Segmentation annotation records
[Start]
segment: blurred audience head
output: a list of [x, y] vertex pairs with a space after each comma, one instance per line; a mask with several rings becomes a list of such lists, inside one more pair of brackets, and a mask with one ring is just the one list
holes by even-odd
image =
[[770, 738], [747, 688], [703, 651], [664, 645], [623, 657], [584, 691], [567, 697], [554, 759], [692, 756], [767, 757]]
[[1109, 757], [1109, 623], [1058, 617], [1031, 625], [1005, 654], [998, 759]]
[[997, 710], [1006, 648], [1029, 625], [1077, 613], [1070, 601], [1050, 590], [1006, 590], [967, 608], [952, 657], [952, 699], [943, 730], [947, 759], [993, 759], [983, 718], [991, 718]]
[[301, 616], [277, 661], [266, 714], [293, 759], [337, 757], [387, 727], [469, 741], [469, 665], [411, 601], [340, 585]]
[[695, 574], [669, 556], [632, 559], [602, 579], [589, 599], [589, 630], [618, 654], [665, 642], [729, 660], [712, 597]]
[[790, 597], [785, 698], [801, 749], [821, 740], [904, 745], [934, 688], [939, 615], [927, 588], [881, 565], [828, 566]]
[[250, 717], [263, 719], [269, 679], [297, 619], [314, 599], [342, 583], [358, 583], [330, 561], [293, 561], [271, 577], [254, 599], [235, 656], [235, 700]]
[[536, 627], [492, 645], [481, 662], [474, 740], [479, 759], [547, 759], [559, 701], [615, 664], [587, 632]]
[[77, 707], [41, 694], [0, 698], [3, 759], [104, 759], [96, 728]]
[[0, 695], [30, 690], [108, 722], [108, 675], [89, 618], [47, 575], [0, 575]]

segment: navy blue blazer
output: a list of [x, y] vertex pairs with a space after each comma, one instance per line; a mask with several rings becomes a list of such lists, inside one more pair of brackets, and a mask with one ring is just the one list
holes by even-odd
[End]
Could you quote, exactly as they appear, the line containing "segment: navy blue blazer" and every line after it to the end of the records above?

segment: navy blue blazer
output: a list of [x, y] vertex pairs with a space after each comma, one instance per line; a mask with several rings becomes a list of such lists, inside one more pair of brackets, and a mask with one ring is just the one list
holes by even-odd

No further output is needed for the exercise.